WORK INSTRUCTION A. Please repeat the passage of the waiting-times article word for word, starting with "Local waiting times" and going on through "any time soon.".
WORK INSTRUCTION B. Carry on the article about the 18-week waiting target from the point where it stops.

SUPPLIED TEXT Block Start

RIP 18 weeks – how can it be resuscitated?
07/07/2016by Rob Findlay
(First published in Roy Lilley’s nhsManagers newsletter)
We usually see the shortest waiting times in April. But this April, the 18 week target was badly breached, and the waiting list was nearly 20 per cent bigger than a year earlier.
So it is now looking unlikely that ‘18 weeks’ will ever be achieved again in England.
What, if anything, could be done?
Local waiting times depend on two things: the size of the waiting list, and the order in which patients are scheduled. Nationally, they can also be improved by evening out the pressures.
Take scheduling first. There is a hopeful precedent, because the ‘incomplete pathways’ target improved patient scheduling in late 2011-12 (although those gains quickly reached their limits).
We could do even better by replacing the current PTL approach (which manages long waits at the margins) with continuous good scheduling of all patients. But I don’t think it will happen any time soon.

SUPPLIED TEXT Block End
PROVIDED MATERIAL Block Start

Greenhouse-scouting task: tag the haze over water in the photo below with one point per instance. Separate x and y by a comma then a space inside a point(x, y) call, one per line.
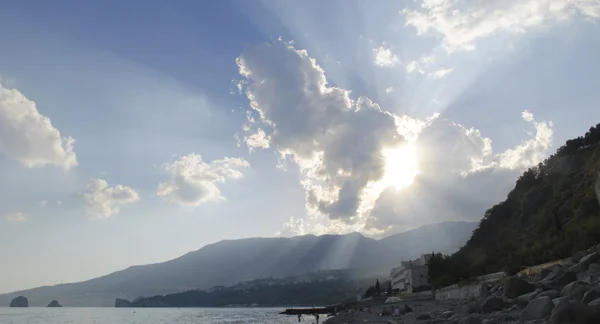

PROVIDED MATERIAL Block End

WRITTEN ANSWER A.
Local waiting times depend on two things: the size of the waiting list, and the order in which patients are scheduled. Nationally, they can also be improved by evening out the pressures.
Take scheduling first. There is a hopeful precedent, because the ‘incomplete pathways’ target improved patient scheduling in late 2011-12 (although those gains quickly reached their limits).
We could do even better by replacing the current PTL approach (which manages long waits at the margins) with continuous good scheduling of all patients. But I don’t think it will happen any time soon.

WRITTEN ANSWER B.
What about variation in waiting times? There will doubtless be great efforts to tackle waiting times at the longest- waiting Trusts. That should help. It might even restore 18 weeks.
But the problem is that these measures can only help temporarily.
No matter how much effort is devoted to the longest-waiting Trusts, and how slick every hospital makes its patient scheduling, all of that will eventually be overwhelmed if the national waiting list continues its current rapid growth.
Halting that growth is equivalent to treating nearly 4 per cent more patients. The list is growing every year, so any extra activity needs to be recurring.
I don’t know about you, but I can’t see 4 per cent more recurring money, capacity or staffing arriving any time soon.
And even though waiting lists represent activity that has been ordered but not yet done, letting waiting lists grow looks like a free ride to commissioners because the liability appears nowhere in CCGs’ financial accounts.
So activity will not be brought back into recurring balance with demand.
Waiting list initiatives (including one-off efforts at the longest waiting Trusts) can only have a temporary effect.
Waiting lists will carry on growing.
And that’s why ’18 weeks’ is now in permanent breach.